* What is asked
Reproduce the rows below word for word, starting at the line that contains "Indicate the floodlight" and stopping after the final line of the rows.

*** Data for processing ***

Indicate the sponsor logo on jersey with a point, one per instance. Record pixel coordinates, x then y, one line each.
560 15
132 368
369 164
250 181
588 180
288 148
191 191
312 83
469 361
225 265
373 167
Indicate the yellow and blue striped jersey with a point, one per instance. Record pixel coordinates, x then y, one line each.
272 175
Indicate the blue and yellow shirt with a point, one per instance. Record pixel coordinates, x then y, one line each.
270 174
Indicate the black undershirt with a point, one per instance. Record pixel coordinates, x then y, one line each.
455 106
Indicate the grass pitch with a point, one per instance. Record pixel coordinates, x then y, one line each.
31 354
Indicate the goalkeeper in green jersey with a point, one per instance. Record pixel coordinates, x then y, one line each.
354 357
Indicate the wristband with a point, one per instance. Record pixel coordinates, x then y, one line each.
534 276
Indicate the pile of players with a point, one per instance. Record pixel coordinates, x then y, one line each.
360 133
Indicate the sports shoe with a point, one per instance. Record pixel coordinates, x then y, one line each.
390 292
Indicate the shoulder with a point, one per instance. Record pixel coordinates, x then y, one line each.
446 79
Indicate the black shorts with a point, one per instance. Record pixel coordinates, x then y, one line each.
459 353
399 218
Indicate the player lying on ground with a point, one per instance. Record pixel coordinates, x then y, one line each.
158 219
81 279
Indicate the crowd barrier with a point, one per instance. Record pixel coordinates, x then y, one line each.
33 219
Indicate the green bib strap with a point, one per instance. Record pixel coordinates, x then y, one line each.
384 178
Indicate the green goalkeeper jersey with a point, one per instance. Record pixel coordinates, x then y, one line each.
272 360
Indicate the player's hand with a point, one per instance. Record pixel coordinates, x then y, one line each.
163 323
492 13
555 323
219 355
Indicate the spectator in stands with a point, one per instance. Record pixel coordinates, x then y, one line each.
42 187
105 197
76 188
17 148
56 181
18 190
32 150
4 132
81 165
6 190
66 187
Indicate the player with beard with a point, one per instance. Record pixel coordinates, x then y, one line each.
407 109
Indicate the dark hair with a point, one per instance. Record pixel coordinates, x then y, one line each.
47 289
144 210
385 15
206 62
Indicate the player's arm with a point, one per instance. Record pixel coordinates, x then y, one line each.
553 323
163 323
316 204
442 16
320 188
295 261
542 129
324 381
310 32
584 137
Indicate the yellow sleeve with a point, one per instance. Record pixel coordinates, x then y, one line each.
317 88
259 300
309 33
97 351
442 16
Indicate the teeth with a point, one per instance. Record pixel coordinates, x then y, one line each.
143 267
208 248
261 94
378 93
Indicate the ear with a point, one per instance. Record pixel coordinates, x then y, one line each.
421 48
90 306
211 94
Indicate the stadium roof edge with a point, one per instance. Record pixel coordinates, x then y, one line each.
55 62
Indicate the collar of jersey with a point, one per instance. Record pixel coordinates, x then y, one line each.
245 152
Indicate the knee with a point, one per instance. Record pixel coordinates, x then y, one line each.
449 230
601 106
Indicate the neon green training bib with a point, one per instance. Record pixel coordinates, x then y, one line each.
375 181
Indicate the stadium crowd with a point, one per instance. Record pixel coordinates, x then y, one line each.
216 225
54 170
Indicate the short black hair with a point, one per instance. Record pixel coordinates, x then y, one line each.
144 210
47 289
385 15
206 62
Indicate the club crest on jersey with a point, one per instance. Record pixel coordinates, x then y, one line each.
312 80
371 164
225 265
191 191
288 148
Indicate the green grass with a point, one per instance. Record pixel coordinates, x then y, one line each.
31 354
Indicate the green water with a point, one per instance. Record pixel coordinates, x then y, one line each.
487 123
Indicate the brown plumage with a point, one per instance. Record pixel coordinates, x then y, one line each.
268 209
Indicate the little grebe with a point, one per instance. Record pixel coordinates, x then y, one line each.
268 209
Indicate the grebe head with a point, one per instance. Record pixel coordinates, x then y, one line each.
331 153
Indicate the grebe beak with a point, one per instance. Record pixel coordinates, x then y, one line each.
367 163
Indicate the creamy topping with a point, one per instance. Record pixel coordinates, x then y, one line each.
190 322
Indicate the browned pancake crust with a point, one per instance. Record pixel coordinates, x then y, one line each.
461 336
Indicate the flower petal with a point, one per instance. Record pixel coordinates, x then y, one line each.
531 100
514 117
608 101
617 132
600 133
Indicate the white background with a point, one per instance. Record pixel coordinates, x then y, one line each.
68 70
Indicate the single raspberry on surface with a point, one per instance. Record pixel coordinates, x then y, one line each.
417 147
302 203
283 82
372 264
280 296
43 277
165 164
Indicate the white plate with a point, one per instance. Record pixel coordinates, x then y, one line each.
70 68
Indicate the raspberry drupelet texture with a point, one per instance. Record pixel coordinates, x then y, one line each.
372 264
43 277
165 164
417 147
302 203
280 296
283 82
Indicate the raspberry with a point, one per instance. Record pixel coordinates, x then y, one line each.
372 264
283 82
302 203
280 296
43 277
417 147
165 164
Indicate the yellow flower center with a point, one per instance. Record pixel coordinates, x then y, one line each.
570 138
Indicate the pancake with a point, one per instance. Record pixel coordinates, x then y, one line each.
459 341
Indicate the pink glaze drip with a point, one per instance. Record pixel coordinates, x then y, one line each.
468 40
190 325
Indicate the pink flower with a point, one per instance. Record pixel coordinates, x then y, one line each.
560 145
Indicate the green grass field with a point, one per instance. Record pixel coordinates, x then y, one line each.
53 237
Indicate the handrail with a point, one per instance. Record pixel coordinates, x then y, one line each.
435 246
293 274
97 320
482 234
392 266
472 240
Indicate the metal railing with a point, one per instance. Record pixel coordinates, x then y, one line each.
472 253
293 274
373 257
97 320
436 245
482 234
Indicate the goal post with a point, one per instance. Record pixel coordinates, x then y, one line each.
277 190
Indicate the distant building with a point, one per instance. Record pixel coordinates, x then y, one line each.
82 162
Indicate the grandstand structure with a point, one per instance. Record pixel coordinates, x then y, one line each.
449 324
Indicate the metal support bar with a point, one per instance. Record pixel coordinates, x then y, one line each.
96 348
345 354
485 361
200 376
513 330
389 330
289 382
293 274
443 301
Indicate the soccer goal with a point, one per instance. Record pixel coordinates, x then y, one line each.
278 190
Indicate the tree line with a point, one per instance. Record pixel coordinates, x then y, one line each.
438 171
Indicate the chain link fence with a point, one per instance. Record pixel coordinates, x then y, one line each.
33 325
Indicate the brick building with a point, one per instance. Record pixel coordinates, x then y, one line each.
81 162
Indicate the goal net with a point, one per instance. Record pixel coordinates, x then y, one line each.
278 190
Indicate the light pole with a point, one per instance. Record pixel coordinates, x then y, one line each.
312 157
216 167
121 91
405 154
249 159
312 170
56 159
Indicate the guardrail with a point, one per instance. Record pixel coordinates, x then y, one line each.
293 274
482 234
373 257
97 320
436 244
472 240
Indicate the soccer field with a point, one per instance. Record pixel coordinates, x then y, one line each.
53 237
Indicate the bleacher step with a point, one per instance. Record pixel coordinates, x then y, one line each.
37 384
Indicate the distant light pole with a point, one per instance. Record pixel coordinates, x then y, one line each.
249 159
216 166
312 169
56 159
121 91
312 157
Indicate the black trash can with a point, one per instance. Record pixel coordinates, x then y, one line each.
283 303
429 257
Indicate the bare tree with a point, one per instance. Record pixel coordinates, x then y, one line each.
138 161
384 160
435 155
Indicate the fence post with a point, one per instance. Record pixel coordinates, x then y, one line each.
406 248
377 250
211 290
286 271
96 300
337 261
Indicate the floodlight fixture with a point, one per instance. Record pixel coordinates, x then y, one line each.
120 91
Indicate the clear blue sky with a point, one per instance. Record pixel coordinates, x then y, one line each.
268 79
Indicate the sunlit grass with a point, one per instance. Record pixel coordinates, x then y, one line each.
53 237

***

* Result for this task
Indicate the floodlight fixture with a point, one per instance. Record pixel coordinates, x then y, one line each.
120 91
Indicate the clear blue sky with a point, one per instance. Record pixel coordinates, x then y, one line each.
268 79
Indicate the sunlit grass with a point, one per instance. Record pixel coordinates, x then y, one line each.
53 237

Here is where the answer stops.